- **Passage shown**:
»»
The plain language of this effective date provision dictates that the amended definition shall apply to any “year” beginning on or after August 2006. To determine what “year” means, we look first to the text to discern the meaning. See Wright *1291v. Fed. Bureau of Prisons, 451 F.3d 1231, 1234 (10th Cir.2006) (stating that for issues of statutory construction, we should “interpret the words of the statute in light of the purposes Congress sought to serve” and that we should begin with “the language employed by Congress,” and “read the words of the statute in their context and with a view to their place in the overall statutory scheme” (internal quotation omitted)); Colorado High Sch. Activities Ass’n v. Nat’l Football League, 711 F.2d 943, 945 (10th Cir.1983) (“A fundamental canon of statutory construction is that, unless otherwise defined, words will be interpreted as taking their ordinary, contemporary, common meaning.” (internal quotation omitted)).

Anthem contends that “year” unambiguously means “plan year” and that therefore the clear language of the statute is that it applies prospectively to plan years established and maintained after August 2006. The Dobbses contend that Congress used the phrase “plan year” in other portions of the statute, and that if Congress had intended to mean “plan year,” it would have said so. The Dobbses argue that “year” is more broad, and means that the PPA’s change to the definition of governmental plan applies to any “issues” “in the present year” that arise “under earlier ‘plan years.’” Appellants’ Br. at 33-34.

The majority appears to find the Dobbses’ argument persuasive, see Maj. Op. at 1281-82, but I cannot square the Dobbses’ argument with the text of the statute. The text of section 906(a) of the PPA amends the definition for governmental plans (and therefore the exception from preemption) to include certain pension plans “established and maintained by an Indian Tribal government.” PPA § 906(a)(2)(A). The effective date states that this amended definition, and therefore exception from preemption, applies “to any year beginning on or after” August 2006. Id. § 906(c). “A statement that a statute will become effective on a certain date does not even arguably suggest that it has any application to conduct that occurred at an earlier date.” Landgraf v. USI Film Prods., 511 U.S. 244, 257, 114 S.Ct. 1483, 128 L.Ed.2d 229 (1994) (footnote omitted).

I conclude this language unambiguously states that the new definition applies only to governmental plans beginning on or after August 17, 2006. See Lockheed Corp. v. Spink, 517 U.S. 882, 896-97, 116 S.Ct. 1783, 135 L.Ed.2d 153 (1996) (“Where, as here, the temporal effect of a statute is manifest on its face, there is no need to resort to judicial default rules, and inquiry is at an end.” (internal quotation omitted)). No party has pointed to any legislative history that would provide otherwise. See Colorado High Sch. Activities Ass’n, 711 F.2d at 945 (“If the statutory language is unambiguous, in the absence of a clearly expressed legislative intent to the contrary, that language must ordinarily be regarded as conclusive.” (internal quotations omitted)).4 It is not the province of this court to revise a statute when the express language of the statute is clear. See Reames v. Oklahoma ex rel. Okla. Health Care Auth., 411 F.3d 1164, 1173 (10th Cir.2005).
««
- **Record set**:
»»
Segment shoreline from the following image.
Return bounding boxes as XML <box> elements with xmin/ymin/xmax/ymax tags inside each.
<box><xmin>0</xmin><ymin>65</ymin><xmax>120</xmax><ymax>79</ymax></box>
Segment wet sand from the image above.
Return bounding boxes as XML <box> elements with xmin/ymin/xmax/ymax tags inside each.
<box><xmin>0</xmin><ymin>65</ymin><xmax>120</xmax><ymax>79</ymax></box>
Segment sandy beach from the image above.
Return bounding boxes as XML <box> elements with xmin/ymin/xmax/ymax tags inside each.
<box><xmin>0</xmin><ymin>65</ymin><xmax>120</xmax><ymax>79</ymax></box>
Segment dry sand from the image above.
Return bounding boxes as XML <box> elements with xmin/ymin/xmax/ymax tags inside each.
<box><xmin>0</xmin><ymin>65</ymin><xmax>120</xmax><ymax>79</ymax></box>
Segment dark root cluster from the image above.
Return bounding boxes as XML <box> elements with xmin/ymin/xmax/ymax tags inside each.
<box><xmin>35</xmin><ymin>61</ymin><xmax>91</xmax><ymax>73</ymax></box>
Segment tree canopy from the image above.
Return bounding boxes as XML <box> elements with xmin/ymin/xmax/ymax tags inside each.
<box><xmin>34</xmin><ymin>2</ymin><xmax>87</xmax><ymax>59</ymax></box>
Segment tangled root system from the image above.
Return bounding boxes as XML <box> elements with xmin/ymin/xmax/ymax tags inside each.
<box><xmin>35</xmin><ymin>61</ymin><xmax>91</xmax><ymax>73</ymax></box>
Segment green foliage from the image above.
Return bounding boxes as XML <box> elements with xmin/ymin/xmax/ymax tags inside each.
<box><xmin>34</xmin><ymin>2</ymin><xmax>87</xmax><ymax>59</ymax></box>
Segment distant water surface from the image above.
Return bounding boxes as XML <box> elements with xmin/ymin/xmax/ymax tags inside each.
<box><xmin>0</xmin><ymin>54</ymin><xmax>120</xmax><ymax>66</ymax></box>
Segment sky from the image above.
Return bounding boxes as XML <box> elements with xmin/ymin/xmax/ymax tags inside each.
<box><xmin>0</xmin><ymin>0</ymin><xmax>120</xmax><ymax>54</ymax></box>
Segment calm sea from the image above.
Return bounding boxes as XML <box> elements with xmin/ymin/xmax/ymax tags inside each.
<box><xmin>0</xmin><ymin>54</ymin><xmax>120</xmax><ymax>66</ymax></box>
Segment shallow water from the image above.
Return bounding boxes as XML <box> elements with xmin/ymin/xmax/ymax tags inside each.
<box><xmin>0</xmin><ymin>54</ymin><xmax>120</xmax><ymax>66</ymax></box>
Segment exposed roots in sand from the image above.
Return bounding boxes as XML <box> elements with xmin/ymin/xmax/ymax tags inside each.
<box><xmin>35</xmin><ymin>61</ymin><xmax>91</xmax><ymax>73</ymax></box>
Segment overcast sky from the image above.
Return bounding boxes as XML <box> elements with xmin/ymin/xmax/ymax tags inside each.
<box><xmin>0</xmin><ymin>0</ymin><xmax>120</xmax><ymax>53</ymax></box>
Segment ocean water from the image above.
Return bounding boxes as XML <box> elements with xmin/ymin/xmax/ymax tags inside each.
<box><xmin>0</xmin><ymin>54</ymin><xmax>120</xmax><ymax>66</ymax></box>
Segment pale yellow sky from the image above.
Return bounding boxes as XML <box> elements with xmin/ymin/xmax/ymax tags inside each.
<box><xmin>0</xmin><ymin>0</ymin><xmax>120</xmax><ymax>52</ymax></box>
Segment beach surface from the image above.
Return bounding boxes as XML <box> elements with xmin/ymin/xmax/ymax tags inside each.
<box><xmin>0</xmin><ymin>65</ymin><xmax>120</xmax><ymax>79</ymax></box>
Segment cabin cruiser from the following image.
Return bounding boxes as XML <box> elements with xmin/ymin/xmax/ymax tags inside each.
««
- **Stated exercise 1**:
Please answer these questions about the opinion excerpt on the PPA effective date:
(a) Which party contends that "year" unambiguously means "plan year"?
(b) Which subsection of the PPA holds the effective date provision?
(c) On or after what exact date does the writer conclude the new definition applies to governmental plans?
- **Stated exercise 2**: Write a continuation of the opinion excerpt on the PPA effective date, starting after its last sentence.
The lines above are not needed for this work.

- **Task output 1**:
(a) Anthem
(b) Section 906(c)
(c) August 17, 2006

- **Task output 2**:
*1292Additionally, I disagree with the majority’s contention that Congress has given contrary indications regarding the proper reach of subsection 906(a) of the PPA. The majority concludes that subsection 906(b) uses the term “clarification” and thus, Congress “indicate[d] an intent that the amendment apply retrospectively.” Maj. Op. at 1282. To be sure, “[w]hen Congress enacts a statute using a phrase that has a settled judicial interpretation, it is presumed to be aware of the prior interpretation.” Ford v. Ford Motor Credit Corp. (In re Ford), 574 F.3d 1279, 1283 (10th Cir.2009). But Congress did not use the term “clarification” in subsection 906(a), which amended ERISA’s definition of “governmental plan.” Congress used the term “clarification” only in subsection 906(b), which does not apply to ERISA.5 Although subsection 906(b) may make “clarifying rather than substantive” changes, Maj. Op. at 1282 n.6, it does not follow that subsection 906(a) is a clarification. Subsection 906(a) — the only relevant subsection that amends ERISA — does not use the term “clarification.” Thus, I see no contrary indications from Congress or tension within section 906: subsection 906(a) amends the definition of governmental plans to include certain plans of Indian tribes, and subsection 906(b) is a “clarification” of the Internal Revenue Code.

Congress “has expressly prescribed the statute’s proper reach,” as prospective from the effective date, and thus, our retroactivity analysis is at an end. Landgraf, 511 U.S. at 280, 114 S.Ct. 1483. As a result, the amended statutory definition of governmental plan in the PPA does not apply to the case at bar.

Moreover, I disagree with the majority’s analysis at the next step of the Landgraf analysis, whether the PPA would have retroactive effect. The majority concludes that because of “[o]ur precedent exempting Indian tribes from the preemptive reach of federal regulatory schemes ... the prior panel’s determination that ERISA was always intended to exclude tribal plans was not clearly erroneous.” Maj. Op. at 1283. First, the prior panel’s decision in Dobbs I does not reach this conclusion explicitly. Second, as discussed more fully below, I think our precedent is clear that prior to the PPA, ERISA applied to plans established or maintained by Indian tribes.

Further, the PPA did not simply amend the definition of “governmental plan” to include all plans established and maintained by Indian tribes. Rather, the PPA included a very specific kind of tribal plan.6 It must be a plan where “all of the participants of which are employees of such entity substantially all of whose services as *1293such an employee are in the performance of essential governmental functions but not in the performance of commercial activities (whether or not an essential government function).” PPA § 906(a)(2)(A). There is no suggestion that ERISA was always intended to exclude this specific formulation of tribal plan. Thus, I cannot conclude that the PPA merely clarified the definition of “governmental plan.” Expanding an exemption to ERISA preemption is a profound change in existing law, with effects on the providers of employee benefit plans such as Anthem. Accordingly, I would adhere to the presumption that “[i]f the statute would operate retroactively, ... it does not govern absent clear congressional intent favoring such a result.” Landgraf, 511 U.S. at 280 114 S.Ct. 1483.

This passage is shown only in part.